Pick out each line in the entries below that contains the word "firework", and copy those lines. Case counts, so a line matches only if its capital and small letters match the word.

::::

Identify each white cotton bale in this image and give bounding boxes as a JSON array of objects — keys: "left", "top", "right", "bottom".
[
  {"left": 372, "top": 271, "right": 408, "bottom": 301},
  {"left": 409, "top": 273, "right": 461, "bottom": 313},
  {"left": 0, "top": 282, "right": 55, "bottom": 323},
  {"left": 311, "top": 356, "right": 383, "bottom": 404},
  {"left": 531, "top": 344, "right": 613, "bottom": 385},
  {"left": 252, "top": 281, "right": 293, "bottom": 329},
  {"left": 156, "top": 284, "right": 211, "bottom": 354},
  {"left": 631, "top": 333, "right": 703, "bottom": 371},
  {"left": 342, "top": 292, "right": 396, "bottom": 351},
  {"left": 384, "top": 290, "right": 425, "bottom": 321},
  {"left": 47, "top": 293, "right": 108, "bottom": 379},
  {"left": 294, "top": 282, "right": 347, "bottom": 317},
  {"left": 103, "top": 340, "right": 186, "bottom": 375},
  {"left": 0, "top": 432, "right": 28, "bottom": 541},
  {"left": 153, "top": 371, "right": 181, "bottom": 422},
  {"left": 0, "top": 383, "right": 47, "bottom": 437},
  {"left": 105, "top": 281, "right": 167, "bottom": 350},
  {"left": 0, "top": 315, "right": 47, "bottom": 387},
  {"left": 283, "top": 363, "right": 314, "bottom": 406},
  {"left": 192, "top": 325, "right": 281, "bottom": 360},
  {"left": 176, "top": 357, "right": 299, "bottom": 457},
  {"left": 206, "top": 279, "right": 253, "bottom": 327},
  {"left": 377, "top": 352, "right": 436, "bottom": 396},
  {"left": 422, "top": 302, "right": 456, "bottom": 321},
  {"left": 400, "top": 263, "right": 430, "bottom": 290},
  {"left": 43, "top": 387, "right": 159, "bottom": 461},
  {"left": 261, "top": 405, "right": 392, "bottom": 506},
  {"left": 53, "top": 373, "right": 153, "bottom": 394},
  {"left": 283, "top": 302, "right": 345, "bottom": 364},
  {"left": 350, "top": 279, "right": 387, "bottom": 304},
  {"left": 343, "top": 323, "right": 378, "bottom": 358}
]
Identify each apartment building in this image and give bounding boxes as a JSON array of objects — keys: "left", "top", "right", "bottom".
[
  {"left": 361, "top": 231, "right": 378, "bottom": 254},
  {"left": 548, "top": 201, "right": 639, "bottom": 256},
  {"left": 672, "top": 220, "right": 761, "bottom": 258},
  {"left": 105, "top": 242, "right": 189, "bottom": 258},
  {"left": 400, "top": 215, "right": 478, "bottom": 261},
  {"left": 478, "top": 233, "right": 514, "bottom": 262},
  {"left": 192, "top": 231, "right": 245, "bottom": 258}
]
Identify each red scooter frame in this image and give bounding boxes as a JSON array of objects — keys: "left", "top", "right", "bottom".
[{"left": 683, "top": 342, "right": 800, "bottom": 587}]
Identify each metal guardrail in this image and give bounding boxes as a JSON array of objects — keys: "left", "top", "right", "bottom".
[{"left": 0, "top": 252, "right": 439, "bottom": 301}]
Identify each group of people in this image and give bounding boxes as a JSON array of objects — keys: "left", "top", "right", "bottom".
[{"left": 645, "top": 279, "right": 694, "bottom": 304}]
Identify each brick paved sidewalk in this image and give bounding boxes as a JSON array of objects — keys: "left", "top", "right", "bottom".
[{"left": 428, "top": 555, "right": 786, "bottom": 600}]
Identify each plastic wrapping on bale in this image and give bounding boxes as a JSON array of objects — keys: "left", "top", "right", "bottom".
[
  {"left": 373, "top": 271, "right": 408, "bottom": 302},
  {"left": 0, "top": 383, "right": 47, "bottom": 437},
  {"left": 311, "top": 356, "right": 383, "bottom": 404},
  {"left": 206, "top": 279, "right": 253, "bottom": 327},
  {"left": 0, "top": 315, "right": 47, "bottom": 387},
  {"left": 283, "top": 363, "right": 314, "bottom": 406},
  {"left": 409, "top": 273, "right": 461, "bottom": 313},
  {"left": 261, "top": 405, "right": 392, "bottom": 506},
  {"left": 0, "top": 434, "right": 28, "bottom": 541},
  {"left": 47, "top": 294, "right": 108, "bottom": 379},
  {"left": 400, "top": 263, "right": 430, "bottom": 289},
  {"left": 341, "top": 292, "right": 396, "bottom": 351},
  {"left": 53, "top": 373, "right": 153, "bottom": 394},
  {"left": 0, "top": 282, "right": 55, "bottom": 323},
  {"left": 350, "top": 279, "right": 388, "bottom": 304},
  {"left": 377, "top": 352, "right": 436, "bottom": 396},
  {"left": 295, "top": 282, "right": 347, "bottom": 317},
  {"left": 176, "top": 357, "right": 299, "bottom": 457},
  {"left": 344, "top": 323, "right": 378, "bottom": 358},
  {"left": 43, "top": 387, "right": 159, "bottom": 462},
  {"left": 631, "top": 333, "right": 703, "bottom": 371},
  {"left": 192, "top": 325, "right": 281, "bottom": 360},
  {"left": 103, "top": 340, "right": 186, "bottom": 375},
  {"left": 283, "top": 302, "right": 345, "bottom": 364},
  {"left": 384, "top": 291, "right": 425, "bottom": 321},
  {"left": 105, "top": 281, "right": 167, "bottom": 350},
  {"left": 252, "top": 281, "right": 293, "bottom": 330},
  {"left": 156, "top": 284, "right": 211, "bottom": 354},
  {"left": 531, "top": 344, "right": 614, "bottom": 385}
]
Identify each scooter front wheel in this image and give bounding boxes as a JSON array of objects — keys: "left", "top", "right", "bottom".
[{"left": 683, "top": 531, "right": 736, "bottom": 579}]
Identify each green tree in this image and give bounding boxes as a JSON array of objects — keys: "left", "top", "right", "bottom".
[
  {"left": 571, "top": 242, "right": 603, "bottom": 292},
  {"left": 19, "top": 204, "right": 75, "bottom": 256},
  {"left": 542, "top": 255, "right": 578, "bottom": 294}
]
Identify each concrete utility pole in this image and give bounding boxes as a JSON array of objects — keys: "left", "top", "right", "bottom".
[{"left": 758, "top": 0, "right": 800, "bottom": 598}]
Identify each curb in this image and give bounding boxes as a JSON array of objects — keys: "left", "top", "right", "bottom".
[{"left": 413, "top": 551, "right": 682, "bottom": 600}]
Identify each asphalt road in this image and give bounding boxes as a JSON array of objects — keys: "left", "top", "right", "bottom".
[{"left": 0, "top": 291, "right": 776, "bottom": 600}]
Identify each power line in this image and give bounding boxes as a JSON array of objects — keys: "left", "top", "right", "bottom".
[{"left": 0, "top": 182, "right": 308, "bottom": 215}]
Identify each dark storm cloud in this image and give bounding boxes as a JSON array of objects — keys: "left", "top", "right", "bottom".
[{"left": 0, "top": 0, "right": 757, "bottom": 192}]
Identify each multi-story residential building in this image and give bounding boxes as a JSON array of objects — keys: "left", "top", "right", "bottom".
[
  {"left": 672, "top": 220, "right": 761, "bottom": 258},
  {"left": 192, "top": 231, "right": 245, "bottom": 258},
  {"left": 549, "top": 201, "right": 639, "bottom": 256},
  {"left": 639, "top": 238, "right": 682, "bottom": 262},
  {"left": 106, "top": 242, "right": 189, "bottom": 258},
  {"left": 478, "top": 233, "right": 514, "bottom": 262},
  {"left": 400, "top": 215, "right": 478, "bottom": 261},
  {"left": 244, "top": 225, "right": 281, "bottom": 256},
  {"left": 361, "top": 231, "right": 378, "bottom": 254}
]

::::

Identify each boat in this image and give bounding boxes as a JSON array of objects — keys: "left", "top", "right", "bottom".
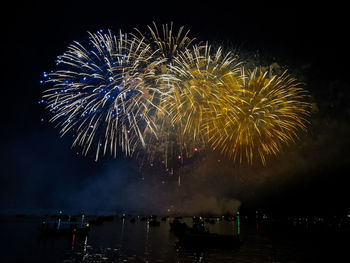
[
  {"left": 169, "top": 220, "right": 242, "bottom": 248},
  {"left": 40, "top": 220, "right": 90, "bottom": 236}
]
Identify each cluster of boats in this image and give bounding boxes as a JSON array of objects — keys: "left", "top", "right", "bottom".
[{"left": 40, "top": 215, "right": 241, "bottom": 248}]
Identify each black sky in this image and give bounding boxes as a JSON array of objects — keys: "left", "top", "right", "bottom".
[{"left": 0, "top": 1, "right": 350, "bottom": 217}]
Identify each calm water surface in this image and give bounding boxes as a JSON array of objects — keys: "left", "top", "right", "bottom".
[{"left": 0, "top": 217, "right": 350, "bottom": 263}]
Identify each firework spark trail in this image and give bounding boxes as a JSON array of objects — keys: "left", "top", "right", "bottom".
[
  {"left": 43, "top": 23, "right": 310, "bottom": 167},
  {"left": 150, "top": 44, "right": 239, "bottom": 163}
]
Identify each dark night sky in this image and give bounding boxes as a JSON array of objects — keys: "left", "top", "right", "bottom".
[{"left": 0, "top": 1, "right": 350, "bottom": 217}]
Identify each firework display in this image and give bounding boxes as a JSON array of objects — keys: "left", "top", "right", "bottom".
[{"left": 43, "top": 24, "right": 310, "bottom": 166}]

::::

__ANSWER FOR THIS EXERCISE__:
Identify each firework spark trail in this image and give bounding boxes as a JSON array of objects — keys: "left", "top", "right", "bottom".
Identify each firework display in this image and give bounding boxes as a JSON array of objects — keys: "left", "top", "right", "bottom".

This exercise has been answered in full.